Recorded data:
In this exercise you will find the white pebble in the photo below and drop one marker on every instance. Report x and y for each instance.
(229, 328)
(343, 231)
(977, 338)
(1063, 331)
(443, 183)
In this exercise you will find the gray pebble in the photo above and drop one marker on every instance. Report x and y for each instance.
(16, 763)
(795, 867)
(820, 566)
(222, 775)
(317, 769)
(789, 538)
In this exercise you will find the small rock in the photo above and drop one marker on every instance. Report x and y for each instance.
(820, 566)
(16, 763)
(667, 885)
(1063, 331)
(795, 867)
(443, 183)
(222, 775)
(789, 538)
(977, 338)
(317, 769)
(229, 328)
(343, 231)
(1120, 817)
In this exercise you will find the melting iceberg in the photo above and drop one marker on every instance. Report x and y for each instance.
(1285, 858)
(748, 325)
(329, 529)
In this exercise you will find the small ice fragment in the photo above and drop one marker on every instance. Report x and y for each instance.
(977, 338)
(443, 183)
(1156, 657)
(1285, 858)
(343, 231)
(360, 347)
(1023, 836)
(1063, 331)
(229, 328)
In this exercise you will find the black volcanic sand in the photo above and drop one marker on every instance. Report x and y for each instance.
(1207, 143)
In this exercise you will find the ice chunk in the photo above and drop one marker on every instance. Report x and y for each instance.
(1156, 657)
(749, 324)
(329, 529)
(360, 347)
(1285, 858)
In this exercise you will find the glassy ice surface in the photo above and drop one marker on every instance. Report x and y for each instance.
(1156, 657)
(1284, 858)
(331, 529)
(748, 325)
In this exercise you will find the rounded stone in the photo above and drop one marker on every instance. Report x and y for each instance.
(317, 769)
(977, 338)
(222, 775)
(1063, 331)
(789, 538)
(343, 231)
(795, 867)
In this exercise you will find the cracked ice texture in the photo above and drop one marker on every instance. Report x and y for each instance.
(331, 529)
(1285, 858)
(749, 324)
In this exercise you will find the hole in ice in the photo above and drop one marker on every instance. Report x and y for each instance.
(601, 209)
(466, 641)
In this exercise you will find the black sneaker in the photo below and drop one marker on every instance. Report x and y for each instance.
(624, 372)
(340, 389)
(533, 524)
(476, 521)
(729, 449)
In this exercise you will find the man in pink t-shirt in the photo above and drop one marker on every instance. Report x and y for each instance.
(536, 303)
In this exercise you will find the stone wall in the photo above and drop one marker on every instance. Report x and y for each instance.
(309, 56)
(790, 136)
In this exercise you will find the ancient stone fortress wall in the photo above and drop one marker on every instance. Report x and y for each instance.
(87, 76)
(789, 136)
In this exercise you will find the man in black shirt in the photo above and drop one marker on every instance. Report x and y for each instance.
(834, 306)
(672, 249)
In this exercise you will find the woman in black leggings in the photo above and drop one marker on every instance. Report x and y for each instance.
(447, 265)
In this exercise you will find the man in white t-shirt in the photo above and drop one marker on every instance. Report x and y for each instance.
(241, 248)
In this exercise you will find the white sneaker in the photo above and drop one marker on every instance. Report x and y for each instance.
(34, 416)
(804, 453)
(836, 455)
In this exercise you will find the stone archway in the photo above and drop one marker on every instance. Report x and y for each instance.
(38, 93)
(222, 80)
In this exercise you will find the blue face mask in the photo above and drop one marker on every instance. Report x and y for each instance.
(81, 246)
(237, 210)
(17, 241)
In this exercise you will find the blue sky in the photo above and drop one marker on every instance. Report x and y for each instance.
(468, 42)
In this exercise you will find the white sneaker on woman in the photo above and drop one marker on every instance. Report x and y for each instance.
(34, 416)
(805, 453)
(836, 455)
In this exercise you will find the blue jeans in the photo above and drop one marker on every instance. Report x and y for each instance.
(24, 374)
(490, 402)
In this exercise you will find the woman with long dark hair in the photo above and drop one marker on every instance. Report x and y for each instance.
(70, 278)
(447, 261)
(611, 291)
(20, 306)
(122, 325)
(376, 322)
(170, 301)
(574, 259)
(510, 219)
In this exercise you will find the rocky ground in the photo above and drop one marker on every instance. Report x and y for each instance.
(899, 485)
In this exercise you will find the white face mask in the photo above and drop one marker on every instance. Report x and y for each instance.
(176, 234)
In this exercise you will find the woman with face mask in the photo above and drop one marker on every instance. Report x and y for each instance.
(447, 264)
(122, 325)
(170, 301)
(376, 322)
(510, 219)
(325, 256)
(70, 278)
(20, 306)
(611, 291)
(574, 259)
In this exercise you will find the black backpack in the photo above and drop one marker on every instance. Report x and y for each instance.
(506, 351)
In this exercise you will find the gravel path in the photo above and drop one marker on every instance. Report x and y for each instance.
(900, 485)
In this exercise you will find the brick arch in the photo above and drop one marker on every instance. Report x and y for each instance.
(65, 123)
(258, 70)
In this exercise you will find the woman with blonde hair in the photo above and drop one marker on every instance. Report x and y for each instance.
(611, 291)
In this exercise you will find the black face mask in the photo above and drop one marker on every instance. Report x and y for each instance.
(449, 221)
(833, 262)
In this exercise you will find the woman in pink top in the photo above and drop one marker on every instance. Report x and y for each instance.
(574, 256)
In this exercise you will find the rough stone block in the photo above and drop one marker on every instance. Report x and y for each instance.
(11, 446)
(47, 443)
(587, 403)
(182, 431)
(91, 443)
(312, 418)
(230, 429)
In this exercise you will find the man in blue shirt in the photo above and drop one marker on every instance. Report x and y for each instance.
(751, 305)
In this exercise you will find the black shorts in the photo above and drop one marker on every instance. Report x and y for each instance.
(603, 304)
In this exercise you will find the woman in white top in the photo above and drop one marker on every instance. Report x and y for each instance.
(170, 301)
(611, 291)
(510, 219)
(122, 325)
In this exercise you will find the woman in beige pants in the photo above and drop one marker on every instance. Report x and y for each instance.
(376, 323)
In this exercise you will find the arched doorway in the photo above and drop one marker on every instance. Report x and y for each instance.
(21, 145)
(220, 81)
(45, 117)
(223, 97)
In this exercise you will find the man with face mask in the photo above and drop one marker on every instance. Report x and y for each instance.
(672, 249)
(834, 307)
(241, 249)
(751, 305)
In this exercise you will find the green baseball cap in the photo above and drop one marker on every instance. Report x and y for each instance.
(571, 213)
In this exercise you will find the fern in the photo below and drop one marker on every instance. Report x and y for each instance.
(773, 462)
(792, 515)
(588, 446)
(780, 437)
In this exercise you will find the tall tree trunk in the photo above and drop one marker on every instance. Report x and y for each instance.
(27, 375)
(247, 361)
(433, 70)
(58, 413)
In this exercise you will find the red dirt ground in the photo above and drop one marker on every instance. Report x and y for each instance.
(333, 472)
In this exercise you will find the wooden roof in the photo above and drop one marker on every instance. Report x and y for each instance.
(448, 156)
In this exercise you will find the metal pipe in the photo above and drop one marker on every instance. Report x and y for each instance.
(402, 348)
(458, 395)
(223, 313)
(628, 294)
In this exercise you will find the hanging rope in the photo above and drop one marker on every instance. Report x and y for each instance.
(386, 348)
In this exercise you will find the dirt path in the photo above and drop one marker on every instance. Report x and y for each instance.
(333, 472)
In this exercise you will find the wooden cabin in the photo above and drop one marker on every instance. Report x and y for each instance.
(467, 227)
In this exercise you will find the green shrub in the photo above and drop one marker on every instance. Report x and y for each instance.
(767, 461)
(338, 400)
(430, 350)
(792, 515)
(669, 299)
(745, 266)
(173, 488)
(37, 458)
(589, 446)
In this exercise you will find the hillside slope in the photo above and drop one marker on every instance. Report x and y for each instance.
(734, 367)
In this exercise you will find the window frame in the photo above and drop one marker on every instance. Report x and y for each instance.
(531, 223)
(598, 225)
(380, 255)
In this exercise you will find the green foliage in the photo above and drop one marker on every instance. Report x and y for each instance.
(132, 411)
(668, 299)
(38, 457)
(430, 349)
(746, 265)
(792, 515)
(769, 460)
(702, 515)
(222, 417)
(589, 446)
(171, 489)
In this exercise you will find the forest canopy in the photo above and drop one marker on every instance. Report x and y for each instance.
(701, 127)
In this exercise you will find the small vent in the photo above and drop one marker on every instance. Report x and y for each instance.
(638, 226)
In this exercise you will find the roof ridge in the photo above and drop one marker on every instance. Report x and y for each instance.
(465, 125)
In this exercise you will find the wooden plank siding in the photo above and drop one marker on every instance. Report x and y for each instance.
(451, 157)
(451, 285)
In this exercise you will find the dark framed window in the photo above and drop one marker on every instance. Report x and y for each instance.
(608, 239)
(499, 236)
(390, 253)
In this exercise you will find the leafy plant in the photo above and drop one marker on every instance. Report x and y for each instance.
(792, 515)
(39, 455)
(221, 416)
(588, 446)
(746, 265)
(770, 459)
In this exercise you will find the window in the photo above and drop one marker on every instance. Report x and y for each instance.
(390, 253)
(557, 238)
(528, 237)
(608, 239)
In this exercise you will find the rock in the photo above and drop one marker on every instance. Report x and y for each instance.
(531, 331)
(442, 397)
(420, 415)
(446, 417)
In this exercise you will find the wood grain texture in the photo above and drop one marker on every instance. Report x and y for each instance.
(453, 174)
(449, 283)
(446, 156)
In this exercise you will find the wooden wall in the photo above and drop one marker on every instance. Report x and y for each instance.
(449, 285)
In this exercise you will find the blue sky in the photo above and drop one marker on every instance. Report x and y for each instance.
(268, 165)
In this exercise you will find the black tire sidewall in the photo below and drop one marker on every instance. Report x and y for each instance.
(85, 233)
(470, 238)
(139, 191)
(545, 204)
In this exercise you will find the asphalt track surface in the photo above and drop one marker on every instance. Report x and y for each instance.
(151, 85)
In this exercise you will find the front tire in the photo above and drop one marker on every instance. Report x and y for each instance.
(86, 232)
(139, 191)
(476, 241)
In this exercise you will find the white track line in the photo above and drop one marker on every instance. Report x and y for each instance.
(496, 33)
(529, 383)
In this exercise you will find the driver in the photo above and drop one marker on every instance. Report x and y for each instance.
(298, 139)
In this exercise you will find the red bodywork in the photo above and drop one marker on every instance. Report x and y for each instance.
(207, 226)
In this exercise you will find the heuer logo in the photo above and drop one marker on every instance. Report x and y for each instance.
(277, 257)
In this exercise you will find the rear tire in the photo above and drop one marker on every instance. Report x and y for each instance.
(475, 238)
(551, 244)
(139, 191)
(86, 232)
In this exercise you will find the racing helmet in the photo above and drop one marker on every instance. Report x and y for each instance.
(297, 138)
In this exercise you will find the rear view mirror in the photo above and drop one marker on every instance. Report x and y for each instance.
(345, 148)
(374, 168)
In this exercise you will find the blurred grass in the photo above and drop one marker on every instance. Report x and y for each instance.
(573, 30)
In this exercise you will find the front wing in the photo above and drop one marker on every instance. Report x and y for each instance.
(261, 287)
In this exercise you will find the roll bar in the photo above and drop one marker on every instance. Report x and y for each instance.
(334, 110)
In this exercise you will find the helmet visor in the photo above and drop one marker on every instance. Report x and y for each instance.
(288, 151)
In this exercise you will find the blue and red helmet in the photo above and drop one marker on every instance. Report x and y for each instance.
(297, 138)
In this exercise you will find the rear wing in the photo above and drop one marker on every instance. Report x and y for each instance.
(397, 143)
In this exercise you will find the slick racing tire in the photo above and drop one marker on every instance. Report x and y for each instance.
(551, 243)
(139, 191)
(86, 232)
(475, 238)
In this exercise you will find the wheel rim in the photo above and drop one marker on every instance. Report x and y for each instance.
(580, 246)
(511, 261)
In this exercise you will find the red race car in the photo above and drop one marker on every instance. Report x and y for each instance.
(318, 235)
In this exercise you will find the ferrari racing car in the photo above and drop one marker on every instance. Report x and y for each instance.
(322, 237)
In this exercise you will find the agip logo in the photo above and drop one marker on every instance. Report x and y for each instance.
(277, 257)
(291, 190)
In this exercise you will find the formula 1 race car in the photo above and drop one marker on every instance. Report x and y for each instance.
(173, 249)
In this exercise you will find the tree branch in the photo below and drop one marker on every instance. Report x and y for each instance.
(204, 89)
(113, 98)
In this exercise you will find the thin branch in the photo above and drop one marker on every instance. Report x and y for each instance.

WHAT THE EXERCISE ASKS: Starting at the beginning of the records above and ending at the line that contains "(1207, 143)", write out every line again, requests included. Rescale each coordinate in the answers by multiplying it by 2.25 and rounding to the nearest whole number, with halves rounded up.

ANSWER IN FULL:
In this exercise you will find the white pebble in the photo below and drop one marker on every instance. Report x and y for each instance.
(515, 738)
(772, 520)
(2198, 761)
(2392, 745)
(997, 412)
In this exercise you will find the gray pebble in the photo above and drop one marker on every instance. Report x and y for each instance.
(36, 1717)
(1789, 1951)
(1845, 1274)
(500, 1744)
(713, 1730)
(1775, 1211)
In this exercise you will find the small rock in the photo above and drop one marker on every instance. Report x and y for each instance.
(1845, 1274)
(36, 1717)
(1501, 1991)
(2392, 745)
(1789, 1951)
(997, 412)
(500, 1744)
(1775, 1211)
(2198, 761)
(713, 1730)
(515, 738)
(772, 520)
(2520, 1838)
In this exercise you will find the melting iceberg in the photo above and drop one marker on every instance. Report x and y for each instance.
(2891, 1931)
(1683, 731)
(740, 1190)
In this exercise you will find the small ice fragment in the photo above and drop one marker on every instance. Report x and y for each instance.
(2198, 761)
(997, 412)
(2601, 1478)
(2891, 1931)
(772, 520)
(810, 781)
(2302, 1881)
(2392, 745)
(515, 738)
In this exercise you will find the black volcanic sand in the photo above and drop one marker on every instance. Report x and y for each instance.
(2716, 322)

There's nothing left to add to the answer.